◆ To do
Keyword search on "Target": report each line of the records that contains it.

◆ Information
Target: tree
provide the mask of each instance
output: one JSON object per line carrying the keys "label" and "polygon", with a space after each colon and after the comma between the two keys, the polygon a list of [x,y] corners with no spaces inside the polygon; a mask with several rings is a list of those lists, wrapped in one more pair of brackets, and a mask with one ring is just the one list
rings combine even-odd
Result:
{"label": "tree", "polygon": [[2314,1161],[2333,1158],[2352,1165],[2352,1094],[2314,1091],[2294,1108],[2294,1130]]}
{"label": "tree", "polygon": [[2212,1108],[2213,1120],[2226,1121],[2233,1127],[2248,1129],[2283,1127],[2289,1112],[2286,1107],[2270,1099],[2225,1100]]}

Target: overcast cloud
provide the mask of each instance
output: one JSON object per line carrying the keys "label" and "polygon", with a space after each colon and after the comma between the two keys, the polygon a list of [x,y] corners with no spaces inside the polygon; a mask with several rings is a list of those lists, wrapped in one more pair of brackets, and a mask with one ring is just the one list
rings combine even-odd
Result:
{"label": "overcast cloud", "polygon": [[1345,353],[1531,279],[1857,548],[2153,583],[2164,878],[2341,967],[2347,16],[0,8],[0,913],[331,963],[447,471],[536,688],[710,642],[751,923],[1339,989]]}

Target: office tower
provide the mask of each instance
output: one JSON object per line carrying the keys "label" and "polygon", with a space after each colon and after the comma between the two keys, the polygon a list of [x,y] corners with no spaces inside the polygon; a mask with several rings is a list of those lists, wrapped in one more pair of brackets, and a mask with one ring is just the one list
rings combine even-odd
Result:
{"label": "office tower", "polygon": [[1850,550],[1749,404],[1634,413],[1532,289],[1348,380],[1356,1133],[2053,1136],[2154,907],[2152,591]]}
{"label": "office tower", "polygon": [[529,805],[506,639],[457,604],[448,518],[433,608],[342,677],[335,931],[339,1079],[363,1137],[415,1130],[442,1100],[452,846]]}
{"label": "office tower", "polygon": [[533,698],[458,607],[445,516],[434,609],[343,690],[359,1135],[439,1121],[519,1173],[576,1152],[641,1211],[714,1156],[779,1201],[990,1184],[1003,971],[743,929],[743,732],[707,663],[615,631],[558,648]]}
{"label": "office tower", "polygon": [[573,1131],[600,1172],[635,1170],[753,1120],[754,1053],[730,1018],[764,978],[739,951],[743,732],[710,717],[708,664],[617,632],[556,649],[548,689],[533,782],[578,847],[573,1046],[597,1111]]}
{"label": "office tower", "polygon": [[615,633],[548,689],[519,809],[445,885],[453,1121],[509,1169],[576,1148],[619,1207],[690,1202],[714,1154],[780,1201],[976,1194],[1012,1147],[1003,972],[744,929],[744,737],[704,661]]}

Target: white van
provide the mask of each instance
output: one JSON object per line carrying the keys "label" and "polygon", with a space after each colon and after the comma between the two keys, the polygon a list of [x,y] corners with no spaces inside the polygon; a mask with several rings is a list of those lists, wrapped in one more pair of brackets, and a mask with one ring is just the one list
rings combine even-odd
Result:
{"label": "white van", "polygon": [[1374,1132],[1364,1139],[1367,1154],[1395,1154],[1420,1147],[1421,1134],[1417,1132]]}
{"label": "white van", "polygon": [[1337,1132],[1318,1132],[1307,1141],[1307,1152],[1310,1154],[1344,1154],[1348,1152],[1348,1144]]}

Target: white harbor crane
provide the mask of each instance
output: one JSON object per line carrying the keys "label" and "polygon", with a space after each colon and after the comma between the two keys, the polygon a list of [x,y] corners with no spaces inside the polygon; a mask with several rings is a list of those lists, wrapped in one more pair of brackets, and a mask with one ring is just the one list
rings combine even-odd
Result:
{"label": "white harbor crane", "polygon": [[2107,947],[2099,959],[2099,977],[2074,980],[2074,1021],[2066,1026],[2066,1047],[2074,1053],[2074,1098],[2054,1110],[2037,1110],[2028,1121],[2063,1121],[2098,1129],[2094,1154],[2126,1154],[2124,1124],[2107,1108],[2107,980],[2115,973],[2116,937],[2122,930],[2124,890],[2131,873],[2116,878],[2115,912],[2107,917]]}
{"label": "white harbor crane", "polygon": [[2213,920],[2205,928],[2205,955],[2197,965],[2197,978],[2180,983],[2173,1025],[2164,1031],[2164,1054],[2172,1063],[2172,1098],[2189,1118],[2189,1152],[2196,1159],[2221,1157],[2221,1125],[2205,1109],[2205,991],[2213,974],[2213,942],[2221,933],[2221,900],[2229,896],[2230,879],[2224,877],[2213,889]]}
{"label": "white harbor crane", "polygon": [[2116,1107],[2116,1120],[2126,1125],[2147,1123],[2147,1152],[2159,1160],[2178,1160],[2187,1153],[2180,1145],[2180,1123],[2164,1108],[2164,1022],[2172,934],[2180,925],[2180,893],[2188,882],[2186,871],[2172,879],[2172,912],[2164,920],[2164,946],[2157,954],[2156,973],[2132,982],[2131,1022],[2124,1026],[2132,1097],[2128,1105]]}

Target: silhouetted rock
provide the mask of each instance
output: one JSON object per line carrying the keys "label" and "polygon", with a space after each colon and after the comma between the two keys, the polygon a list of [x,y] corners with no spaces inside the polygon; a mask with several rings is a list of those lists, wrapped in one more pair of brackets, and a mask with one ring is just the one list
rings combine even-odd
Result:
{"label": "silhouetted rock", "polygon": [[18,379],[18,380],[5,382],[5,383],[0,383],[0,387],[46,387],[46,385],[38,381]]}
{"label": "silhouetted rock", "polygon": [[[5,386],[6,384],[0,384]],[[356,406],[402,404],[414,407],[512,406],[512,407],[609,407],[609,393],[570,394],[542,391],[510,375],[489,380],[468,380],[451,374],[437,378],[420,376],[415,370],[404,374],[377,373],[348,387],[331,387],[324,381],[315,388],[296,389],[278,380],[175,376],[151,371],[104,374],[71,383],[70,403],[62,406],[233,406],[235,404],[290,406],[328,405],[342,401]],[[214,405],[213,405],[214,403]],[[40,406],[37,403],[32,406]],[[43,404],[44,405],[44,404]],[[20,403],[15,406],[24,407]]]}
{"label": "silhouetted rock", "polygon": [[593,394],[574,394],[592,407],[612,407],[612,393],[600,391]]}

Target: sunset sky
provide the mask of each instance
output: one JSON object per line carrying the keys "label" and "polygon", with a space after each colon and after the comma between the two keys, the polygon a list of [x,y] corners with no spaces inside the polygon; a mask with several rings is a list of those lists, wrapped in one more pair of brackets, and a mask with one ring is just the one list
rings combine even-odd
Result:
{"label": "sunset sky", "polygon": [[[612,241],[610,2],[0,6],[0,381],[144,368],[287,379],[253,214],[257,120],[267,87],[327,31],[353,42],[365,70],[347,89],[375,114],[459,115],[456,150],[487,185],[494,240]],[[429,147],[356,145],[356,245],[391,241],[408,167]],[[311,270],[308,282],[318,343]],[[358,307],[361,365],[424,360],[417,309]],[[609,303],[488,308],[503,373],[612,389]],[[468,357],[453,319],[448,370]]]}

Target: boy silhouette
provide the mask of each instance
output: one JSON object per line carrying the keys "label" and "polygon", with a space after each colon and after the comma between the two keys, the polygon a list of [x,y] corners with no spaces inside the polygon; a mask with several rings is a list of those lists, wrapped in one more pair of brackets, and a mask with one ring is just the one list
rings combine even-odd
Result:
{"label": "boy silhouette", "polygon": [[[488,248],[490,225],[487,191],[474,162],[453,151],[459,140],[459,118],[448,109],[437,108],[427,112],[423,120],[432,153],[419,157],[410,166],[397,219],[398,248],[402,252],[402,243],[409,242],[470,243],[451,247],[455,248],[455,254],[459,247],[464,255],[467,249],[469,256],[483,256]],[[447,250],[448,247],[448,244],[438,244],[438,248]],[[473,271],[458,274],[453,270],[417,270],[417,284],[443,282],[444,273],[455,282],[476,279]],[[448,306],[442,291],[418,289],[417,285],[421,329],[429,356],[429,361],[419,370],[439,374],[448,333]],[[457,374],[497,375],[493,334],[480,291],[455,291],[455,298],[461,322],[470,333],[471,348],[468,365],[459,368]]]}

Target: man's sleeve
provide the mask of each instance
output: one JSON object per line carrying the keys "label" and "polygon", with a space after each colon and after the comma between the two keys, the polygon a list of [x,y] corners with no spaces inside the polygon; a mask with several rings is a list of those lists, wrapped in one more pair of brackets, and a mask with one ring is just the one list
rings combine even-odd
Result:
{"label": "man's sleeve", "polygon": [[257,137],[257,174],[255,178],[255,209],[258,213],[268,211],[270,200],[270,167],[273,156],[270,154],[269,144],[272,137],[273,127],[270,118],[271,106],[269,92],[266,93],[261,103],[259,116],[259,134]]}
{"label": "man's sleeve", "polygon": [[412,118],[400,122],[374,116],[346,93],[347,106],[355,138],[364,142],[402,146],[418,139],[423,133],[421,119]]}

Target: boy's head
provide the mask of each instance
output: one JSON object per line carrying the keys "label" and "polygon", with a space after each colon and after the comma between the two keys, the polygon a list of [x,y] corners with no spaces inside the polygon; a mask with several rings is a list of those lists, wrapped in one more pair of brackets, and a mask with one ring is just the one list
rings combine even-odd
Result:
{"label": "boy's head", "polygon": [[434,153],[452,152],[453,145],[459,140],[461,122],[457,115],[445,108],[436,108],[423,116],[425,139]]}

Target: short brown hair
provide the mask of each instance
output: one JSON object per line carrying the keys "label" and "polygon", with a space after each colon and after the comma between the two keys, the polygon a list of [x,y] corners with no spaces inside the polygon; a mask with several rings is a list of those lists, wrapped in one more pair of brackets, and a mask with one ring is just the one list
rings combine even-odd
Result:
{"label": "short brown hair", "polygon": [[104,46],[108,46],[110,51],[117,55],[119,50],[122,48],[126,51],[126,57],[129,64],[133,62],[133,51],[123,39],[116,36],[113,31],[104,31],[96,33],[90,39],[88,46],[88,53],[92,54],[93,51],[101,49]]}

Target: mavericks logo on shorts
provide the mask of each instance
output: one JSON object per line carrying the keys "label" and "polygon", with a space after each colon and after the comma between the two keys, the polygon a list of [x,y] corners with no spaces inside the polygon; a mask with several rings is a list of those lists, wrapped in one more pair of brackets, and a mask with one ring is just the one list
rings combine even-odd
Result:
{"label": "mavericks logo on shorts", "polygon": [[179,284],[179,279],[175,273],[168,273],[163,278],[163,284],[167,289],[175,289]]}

◆ Result of the task
Target: tree
Target: overcast cloud
Target: office tower
Target: white van
Target: white harbor crane
Target: silhouetted rock
Target: sunset sky
Target: boy silhouette
Target: man's sleeve
Target: boy's head
Target: short brown hair
Target: mavericks logo on shorts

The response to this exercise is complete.